■ **EXTRACT TO READ**
Please, only TOS fans post.

Don't get me wrong, everybody. I like all the series and I love all you guys out there, but I am reading all kinds of reactions in other posts from people who really like either TNG, DS9, VOY, or ENT and some are glad the old series was changed in the movie. TOS fans may not feel this way.

Like I said, I love all you guys, but I am really curious to see what dedicated fans of the Original Series think.
Thanks so much everybody. Love ya. :techman:

So, to the true TOS fans only......What did you like or dislike about the new film?

Watched TOS since I was a kid in the early 70s. A TOSser first and foremost.

I can honestly say that Star Trek is the first film of a three part epic, and that everything that went before, including and especially TOS, is just background. The human adventure is finally beginning.
 
watched tos as a kid on nbc.
collected some of the books, had a enterprise model and some of the action figures.
have posted here from time to time.
despite a few shortcomings (very few films reach perfection) ;)
over all i really loved the film.
i understood why they did what they did with creating the parallel universe and since it dosnt wipe out all that came before i dont have a lot of problems with it.

really look we already knew that the mirror universe existed parallel to the prime trek verse.


i do think they need to explore the implications of the big bad event that took place in the film and from some of the comments orci has made i suspect they will.


it is ancedotal but among my friends who also grew up watching first run star trek and had it as their favorite show they also liked the movie.

■ **WHAT TO WORK ON**
1) In the forum thread asking Original Series fans about the new Star Trek film, on which network did one poster watch TOS as a kid?
2) Carry on the forum thread asking Original Series fans about the new Star Trek film, picking up after its final post.

■ **RECORD SET**
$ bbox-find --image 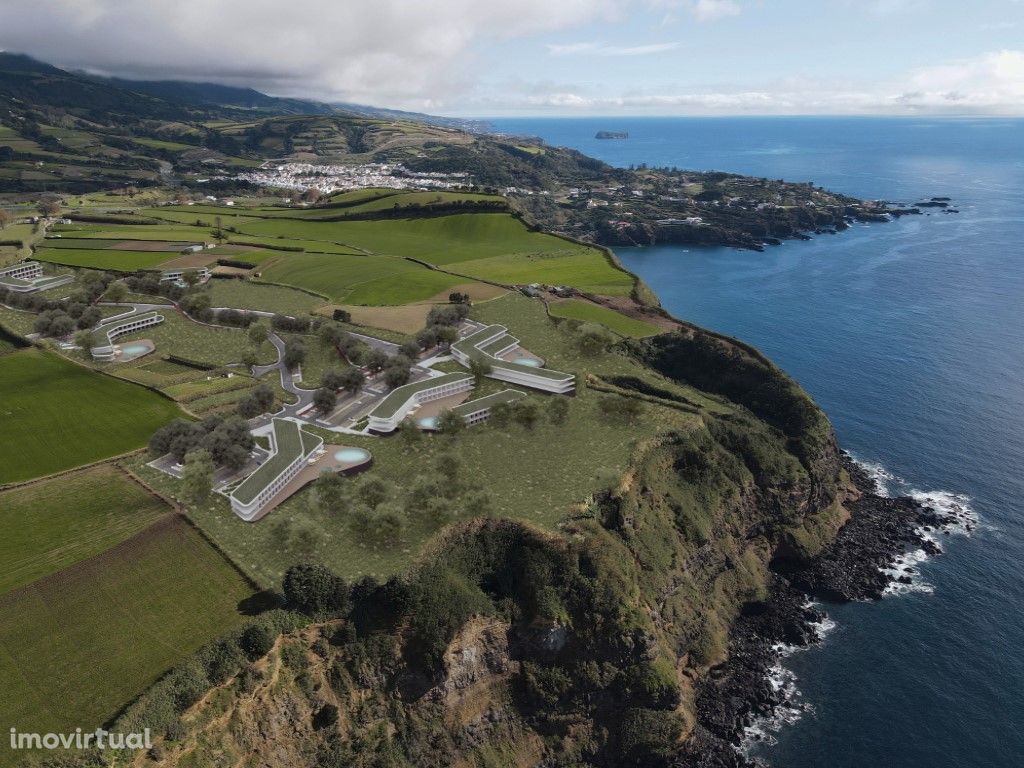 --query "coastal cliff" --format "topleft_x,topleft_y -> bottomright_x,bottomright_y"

---

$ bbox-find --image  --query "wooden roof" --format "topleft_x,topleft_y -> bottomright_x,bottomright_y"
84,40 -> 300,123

■ **ANSWERS TO THE EXERCISE**
1) NBC

2)
 
The Laughing Vulcan is, like, the anti-Dennis. One cannot let any criticism go past, and the other cannot allow any praise. If they were to meet, would they mate and produce the antichrist, or just mutually annihilate?
If we can force one of them into the corridor while the other is waiting for him, we can put an end to this. But if one comes through at a time of his own choosing and breaks into this universe to find the other...
 
The corridor? Is that what that was? Kinda dark and stuffy in there.

If you want me to meet the "other" text me at Starbucks. Not goin' back to the corridor.
 
I wanted to hate it. I went into the theatre with that very intent. "Cheap altered timeline BS. What a crock!" I thought.

I came out having really enjoyed it. It has its flaws, yes, but on the whole I thought succeeded at being what it was intended to be: An enjoyable movie for a new audience with enough to satisfy most of the more die-hard fans.
 
Watched TOS first run on NBC in the 60s. I'm pretty much a life-long fan. While I disagree with a few, primarily cosmetic changes, I really enjoyed Trek XI, and can't wait for the next one.

And I'm pretty much a TOS only sort of Trek fan. I lost interest in all the spin-offs pretty early on. As far as I'm concerned, Star Trek is TOS alone, and all the rest has been little more than studio-sanctioned fan-fic.

As far as I'm concerned, Trek XI is TOS.

Right on. I've enjoyed TNG, watched almost every episode; watched the final episode when it first went to air. But, I've always been a TOS fan first. I watched TOS for the first time in the 1980s on Nick at Night, I think 8:00 P.M. it used to be on.

I was blown away--what a COMPELLING show this was for me.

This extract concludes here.